### Task brief
Repeat exactly the lines from the one containing "point: hazy horizon" through the last line of the records below, both included, and nothing else.

### Object location annotation data

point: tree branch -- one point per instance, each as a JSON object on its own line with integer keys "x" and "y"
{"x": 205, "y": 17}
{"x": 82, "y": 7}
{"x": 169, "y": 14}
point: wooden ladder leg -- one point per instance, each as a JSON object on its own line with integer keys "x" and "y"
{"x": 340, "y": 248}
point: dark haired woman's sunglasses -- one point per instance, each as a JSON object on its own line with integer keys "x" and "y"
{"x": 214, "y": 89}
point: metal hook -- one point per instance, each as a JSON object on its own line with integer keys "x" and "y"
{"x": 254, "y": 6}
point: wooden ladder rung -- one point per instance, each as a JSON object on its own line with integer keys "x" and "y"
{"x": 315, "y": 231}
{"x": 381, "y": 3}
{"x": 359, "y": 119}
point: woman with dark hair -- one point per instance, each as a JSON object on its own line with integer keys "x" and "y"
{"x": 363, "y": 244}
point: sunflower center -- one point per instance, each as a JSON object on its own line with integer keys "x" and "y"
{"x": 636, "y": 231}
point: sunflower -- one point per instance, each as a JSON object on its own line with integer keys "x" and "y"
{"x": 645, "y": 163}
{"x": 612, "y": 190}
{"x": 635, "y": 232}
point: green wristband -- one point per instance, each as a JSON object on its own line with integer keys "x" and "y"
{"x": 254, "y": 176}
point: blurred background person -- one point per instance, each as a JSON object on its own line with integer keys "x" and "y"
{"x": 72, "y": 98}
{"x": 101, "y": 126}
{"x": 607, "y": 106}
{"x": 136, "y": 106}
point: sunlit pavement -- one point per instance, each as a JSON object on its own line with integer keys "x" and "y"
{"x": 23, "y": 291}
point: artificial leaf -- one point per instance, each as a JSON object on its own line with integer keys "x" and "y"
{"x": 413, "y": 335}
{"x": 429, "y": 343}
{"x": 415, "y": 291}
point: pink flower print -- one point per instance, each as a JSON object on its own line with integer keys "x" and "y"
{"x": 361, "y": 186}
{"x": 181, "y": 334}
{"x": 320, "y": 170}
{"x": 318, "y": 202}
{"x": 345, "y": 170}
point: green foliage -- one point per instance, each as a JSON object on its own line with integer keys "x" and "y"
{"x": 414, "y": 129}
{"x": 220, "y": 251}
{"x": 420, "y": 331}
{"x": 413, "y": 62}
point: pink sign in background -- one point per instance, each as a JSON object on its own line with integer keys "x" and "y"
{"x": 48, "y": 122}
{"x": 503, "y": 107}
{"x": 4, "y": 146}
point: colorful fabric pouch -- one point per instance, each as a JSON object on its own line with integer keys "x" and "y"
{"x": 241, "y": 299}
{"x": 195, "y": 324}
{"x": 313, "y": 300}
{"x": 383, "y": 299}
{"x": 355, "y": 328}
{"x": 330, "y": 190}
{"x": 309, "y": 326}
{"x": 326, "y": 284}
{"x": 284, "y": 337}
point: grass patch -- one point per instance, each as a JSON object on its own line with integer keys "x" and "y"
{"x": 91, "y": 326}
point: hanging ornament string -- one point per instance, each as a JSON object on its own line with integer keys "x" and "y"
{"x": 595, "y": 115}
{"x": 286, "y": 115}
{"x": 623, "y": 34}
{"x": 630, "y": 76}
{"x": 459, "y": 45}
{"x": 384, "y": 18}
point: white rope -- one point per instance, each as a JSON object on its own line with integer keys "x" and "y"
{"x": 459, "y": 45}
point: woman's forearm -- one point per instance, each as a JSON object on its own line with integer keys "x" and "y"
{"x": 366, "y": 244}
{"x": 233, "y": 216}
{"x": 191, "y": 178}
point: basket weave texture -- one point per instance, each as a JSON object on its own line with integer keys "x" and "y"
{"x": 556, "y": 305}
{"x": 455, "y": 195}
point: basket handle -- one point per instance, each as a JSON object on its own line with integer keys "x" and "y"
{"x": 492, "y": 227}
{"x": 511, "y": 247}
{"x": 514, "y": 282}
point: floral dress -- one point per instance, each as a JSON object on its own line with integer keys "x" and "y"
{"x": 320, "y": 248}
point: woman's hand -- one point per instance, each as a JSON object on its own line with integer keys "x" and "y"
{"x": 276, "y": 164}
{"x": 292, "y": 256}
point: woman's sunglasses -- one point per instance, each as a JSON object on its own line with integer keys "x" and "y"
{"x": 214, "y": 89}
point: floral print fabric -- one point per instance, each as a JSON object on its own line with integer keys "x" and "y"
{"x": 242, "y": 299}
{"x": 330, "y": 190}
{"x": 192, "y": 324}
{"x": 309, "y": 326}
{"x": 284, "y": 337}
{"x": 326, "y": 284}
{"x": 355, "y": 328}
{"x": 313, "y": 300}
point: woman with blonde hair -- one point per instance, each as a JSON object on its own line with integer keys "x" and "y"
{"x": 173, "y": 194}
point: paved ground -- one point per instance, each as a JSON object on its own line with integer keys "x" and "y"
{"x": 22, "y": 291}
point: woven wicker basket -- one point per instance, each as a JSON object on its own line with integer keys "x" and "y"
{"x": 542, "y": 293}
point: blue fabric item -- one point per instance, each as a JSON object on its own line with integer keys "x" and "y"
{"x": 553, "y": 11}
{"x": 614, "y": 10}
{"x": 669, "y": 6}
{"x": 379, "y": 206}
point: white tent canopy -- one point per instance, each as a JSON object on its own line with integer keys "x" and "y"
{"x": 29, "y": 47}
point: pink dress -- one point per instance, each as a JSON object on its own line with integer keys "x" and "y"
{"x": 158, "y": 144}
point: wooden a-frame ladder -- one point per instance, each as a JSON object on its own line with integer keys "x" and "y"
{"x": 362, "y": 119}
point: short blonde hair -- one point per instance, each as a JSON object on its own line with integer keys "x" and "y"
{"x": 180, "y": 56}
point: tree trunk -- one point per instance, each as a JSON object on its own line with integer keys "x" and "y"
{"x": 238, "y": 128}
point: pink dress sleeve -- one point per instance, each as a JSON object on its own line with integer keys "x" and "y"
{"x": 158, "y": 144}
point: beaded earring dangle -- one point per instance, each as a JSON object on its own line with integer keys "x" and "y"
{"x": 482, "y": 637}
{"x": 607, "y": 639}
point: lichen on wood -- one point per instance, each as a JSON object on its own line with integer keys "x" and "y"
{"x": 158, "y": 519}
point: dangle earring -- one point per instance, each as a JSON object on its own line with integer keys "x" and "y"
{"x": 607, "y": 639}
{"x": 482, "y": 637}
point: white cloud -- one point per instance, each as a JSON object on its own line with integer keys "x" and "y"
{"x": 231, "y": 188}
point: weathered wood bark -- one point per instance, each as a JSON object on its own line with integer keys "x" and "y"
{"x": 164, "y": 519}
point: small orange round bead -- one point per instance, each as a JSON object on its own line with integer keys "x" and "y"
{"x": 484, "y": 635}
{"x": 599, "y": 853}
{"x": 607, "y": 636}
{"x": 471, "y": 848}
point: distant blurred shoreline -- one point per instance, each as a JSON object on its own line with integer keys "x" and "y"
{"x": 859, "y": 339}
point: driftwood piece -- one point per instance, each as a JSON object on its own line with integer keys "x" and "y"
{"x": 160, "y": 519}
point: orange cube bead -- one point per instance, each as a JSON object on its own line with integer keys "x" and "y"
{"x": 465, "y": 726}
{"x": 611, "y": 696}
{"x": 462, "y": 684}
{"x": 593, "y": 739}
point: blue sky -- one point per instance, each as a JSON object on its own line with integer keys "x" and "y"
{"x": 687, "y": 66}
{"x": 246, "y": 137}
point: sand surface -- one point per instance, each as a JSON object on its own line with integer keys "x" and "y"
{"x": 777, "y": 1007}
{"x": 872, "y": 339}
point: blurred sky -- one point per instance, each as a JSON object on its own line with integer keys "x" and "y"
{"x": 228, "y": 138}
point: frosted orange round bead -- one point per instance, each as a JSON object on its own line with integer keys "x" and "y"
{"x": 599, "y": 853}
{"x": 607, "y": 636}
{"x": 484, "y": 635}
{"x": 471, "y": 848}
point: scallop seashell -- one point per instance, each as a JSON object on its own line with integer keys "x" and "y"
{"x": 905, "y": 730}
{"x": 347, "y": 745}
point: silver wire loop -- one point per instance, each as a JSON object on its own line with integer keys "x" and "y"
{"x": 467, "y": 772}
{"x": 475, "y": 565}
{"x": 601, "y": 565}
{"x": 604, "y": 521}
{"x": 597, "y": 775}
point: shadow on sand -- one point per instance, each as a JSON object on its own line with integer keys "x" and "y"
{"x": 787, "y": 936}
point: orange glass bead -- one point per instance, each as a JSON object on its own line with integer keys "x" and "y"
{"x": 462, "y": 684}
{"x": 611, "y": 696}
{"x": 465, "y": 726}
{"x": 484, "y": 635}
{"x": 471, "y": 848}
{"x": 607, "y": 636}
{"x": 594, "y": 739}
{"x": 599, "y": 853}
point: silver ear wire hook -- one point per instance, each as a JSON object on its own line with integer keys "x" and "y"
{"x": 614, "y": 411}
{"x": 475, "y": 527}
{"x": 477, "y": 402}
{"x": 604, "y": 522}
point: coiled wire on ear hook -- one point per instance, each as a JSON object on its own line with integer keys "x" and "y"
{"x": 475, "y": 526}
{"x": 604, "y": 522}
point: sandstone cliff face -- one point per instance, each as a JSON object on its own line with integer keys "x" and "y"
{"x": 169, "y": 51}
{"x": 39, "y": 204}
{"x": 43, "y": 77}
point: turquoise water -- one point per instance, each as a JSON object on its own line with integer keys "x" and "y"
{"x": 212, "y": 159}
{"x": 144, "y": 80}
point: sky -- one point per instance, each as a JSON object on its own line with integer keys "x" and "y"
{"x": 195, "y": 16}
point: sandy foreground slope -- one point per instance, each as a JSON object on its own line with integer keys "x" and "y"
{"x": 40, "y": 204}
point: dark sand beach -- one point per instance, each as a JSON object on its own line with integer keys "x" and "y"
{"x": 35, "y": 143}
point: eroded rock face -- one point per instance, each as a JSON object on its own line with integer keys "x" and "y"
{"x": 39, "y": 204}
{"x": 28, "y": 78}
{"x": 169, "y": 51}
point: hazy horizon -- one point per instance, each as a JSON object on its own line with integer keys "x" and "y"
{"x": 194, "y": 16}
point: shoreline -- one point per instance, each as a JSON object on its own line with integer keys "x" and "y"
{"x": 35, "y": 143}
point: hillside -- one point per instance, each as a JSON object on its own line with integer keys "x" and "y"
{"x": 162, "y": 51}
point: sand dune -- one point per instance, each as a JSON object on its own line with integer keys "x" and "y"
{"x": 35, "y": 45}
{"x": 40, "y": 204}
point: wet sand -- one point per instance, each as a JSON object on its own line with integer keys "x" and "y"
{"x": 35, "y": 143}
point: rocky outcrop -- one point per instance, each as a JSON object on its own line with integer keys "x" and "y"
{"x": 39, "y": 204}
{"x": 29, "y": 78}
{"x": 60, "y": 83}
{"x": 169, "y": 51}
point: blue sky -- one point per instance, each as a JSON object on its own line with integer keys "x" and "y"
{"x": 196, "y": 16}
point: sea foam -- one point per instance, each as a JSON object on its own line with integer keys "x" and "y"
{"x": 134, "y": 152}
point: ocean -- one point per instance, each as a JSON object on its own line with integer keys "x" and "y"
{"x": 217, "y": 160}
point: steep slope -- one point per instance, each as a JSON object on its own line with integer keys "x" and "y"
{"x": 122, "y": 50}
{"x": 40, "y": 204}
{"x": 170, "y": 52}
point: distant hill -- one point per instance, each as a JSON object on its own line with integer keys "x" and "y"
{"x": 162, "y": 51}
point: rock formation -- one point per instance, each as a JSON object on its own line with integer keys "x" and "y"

### Exercise answer
point: hazy horizon -- one point per instance, each as a JSON object on its own line with integer keys "x" and "y"
{"x": 194, "y": 16}
point: shoreline -- one point per instance, each as a JSON object on its own line with integer keys "x" and "y"
{"x": 35, "y": 143}
point: hillside -- one point per instance, each as a JSON object on its own line with integer keys "x" and "y"
{"x": 162, "y": 51}
point: sand dune -- one point per instance, each as a JSON object on its own line with integer keys "x" and "y"
{"x": 35, "y": 45}
{"x": 40, "y": 204}
point: wet sand -- one point per instance, each as a JSON object on its own line with integer keys "x" and "y"
{"x": 35, "y": 143}
point: rocky outcrop -- one point per instance, each as a JSON object on its own line with integer keys "x" and "y"
{"x": 39, "y": 204}
{"x": 29, "y": 78}
{"x": 60, "y": 83}
{"x": 169, "y": 51}
point: blue sky -- one point per instance, each as a JSON object on its own line with integer keys "x" and "y"
{"x": 196, "y": 16}
point: sea foam -- one point per instance, each as a JSON object on its own line with integer keys "x" and "y"
{"x": 134, "y": 152}
point: ocean -- one point per instance, each as a JSON object on its own line with integer keys "x" and "y"
{"x": 217, "y": 160}
point: steep slope -- one point per instance, each as a JSON object on its own line with integer keys "x" and "y"
{"x": 122, "y": 50}
{"x": 40, "y": 204}
{"x": 170, "y": 52}
point: distant hill -- one point per instance, each as a JSON object on its own line with integer keys "x" and "y"
{"x": 162, "y": 51}
point: rock formation -- one point per instance, each as a JSON object on its own line with integer keys "x" and "y"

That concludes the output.